• _Exercise requirements_: Identify every line below that contains the word "stone" and copy each of those lines. Case counts.

BEGIN Given records

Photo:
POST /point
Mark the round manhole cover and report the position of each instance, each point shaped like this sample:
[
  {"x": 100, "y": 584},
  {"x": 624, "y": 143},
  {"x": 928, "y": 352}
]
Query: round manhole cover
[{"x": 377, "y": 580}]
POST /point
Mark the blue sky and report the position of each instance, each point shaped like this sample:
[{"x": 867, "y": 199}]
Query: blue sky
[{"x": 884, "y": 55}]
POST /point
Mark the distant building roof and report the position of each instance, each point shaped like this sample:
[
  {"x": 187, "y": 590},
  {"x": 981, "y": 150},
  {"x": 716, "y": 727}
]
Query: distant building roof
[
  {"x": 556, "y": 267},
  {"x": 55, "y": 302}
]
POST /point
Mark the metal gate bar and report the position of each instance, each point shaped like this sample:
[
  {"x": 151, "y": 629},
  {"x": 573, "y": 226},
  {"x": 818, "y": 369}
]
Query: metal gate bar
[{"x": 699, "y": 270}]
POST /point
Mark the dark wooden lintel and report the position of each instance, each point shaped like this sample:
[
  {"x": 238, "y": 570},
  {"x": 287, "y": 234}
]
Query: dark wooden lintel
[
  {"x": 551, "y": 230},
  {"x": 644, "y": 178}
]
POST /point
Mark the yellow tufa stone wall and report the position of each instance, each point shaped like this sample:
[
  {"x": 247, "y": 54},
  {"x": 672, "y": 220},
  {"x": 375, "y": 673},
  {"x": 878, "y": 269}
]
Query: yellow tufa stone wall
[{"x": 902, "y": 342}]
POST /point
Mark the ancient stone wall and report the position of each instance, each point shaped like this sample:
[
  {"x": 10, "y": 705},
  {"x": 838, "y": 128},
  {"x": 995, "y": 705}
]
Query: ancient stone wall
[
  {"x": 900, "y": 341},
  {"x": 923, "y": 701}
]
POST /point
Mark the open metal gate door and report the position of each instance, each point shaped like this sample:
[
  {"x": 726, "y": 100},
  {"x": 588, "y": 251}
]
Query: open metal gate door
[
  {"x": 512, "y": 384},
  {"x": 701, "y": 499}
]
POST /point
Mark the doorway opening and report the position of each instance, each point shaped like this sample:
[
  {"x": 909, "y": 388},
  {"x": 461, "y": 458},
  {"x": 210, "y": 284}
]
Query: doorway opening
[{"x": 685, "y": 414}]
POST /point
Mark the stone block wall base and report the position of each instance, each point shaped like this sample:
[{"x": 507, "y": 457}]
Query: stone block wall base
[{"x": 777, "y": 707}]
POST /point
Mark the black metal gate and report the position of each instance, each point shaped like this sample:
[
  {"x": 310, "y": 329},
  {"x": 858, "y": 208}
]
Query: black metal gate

END Given records

• _Result of the task_:
Mark the yellow tufa stone wall and report the position of each instance, each point shaped like this sample:
Query: yellow tufa stone wall
Mark the ancient stone wall and report the position of each instance, each point shaped like this sample:
Query: ancient stone wall
Mark the stone block wall base and report the position of each instance, each point shaped like this sample:
Query: stone block wall base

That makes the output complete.